*** Block opens ***

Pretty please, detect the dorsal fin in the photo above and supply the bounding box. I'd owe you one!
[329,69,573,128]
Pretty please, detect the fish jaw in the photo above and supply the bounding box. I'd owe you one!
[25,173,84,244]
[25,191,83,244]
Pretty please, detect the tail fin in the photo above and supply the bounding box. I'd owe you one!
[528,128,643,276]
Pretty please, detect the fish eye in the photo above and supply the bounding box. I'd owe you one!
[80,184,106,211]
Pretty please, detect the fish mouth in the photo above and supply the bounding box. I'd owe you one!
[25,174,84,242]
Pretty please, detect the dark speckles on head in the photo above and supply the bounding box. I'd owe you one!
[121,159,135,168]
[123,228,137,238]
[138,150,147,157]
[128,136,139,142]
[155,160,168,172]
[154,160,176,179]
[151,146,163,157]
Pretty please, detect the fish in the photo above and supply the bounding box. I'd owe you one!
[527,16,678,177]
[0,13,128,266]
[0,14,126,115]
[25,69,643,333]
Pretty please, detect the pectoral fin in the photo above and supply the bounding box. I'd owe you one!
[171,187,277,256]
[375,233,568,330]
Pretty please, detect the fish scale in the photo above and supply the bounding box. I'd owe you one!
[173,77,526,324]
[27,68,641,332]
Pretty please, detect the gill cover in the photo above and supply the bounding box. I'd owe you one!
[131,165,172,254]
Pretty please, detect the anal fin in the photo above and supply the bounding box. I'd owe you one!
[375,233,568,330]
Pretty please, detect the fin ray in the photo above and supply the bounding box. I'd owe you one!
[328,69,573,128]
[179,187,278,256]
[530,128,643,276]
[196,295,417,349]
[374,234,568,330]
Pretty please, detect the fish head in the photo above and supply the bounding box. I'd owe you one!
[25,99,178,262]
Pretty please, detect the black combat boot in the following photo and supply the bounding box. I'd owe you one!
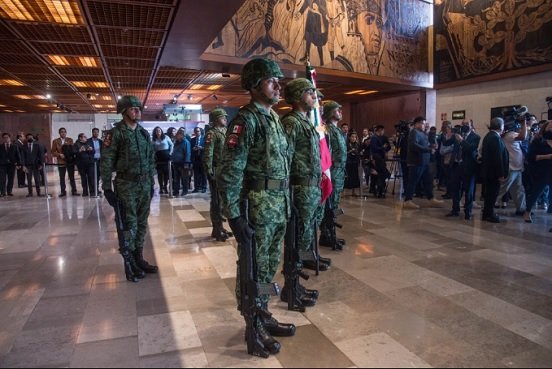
[221,228,233,238]
[297,283,319,299]
[319,236,343,250]
[319,256,332,266]
[280,285,317,307]
[121,250,139,283]
[260,307,296,337]
[129,253,146,279]
[211,229,229,242]
[133,249,158,274]
[302,259,329,272]
[255,319,281,355]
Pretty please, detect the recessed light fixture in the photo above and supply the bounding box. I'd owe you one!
[46,94,52,99]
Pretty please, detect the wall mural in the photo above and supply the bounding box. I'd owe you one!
[205,0,432,84]
[435,0,552,84]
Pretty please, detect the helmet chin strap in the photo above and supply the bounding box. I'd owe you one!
[255,86,279,105]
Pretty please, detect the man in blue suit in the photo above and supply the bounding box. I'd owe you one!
[445,122,481,220]
[191,127,207,193]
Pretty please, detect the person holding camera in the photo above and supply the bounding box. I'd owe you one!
[523,121,552,223]
[403,117,444,209]
[370,125,391,198]
[446,122,481,220]
[73,133,96,197]
[496,118,528,215]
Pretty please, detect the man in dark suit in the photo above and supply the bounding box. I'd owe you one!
[191,127,207,193]
[0,133,21,197]
[481,118,509,223]
[21,133,45,197]
[445,123,481,220]
[15,133,26,188]
[88,128,103,195]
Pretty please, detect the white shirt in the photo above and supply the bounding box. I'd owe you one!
[503,131,524,171]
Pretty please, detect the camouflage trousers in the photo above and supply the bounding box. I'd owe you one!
[236,221,286,305]
[208,178,223,232]
[320,167,345,241]
[115,179,152,252]
[293,185,322,254]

*** Block closes ***

Everything in the preceding material must be transcribed exactly, except the images.

Pretty please, detect the dorsal fin in the photo above and supply the bounding box. I'd owe you one!
[329,69,573,128]
Pretty please, detect the fish jaw in the photo above and supply the bounding box. I'd owe you one!
[25,173,84,244]
[25,191,83,244]
Pretty please, detect the tail fin in the photo above and supply the bounding box. I'd owe you one!
[528,128,643,276]
Pretty please, detect the fish eye in the photo above and supply the bounding box. I'd owe you one!
[80,184,106,211]
Pretty please, detect the fish mouth in the photo above and supply the bounding box. I'd owe you one!
[25,174,84,242]
Pretty please, detect the dark speckles on head in the photo above and supply the bounding box. I'd owe you one!
[121,159,135,168]
[123,228,137,238]
[138,150,147,157]
[128,136,139,142]
[155,160,168,172]
[154,160,176,179]
[151,146,163,157]
Pretty please, detect the fish in the photo above and supply the bounding box. I'd owe you one!
[527,16,678,177]
[0,13,128,266]
[0,14,126,115]
[25,69,643,333]
Pretty please, detect the pectoral fin in the photo above and supply the bounding box. I'd owe you one!
[171,187,277,256]
[375,233,568,330]
Pretty please, detect the fish scale in the photo above and supply the bounding box. I'd owe you one!
[173,77,526,324]
[27,68,641,332]
Pretty please, detect the gill cover in the photo above and supply the bounding box. I'd owe you one!
[131,165,172,254]
Pretty please, detect the anal fin in the photo above and supply the bounding box. I'd owe you one!
[375,233,568,330]
Pretty please, detect the fin ray in the photo above and supply the bounding box. I'd owe you one!
[328,69,573,128]
[179,187,278,256]
[530,128,643,276]
[196,295,417,349]
[374,234,568,330]
Pretty please, detect the fish head in the photo above and supply the bounding box. I'd owe you one!
[25,99,178,262]
Pretty please, detect the black combat boot in the following photo and supply the bounding box. I'd owe you one!
[221,228,233,238]
[297,283,319,299]
[319,236,343,250]
[319,256,332,266]
[280,285,317,307]
[121,250,139,283]
[260,307,296,337]
[129,253,146,279]
[211,229,229,242]
[133,249,158,274]
[302,259,329,272]
[255,319,281,355]
Pretty please, detect the recessed light fixture in the photo above and supply the bounding box. I'd owe you one!
[46,94,52,99]
Pretty please, detect the wall mural in the photo above and supply the bounding box. I'd owe you one!
[205,0,432,84]
[435,0,552,84]
Pretty please, detect the helmet chin strap in the photo above and supply the bounding box. I'd owe you one!
[255,86,279,105]
Pretty please, detect the man in blue suit in the photo above and supply the bounding box. I'd owe you one!
[445,122,481,220]
[191,127,207,193]
Pretty please, detect the person holding camera in the photo above and supply the bounding box. I'd owe you one!
[523,121,552,223]
[403,117,444,209]
[370,125,391,198]
[446,122,481,220]
[73,133,96,197]
[496,118,528,215]
Pretty please, detect the man in dark suit in the photo above and supply the bounding box. I'd owe you one!
[191,127,207,193]
[0,133,21,197]
[481,118,509,223]
[21,133,45,197]
[445,123,481,220]
[15,133,26,188]
[88,128,103,195]
Pretty please, detect the white shirt in the photo above and supply the bounding box. I'd owe you one!
[503,131,524,171]
Pretty please, detect the camouflage trousers in the photo above and supply the bounding box. I'd owe you one!
[236,221,286,305]
[208,178,223,232]
[320,167,345,241]
[115,179,152,252]
[293,185,322,254]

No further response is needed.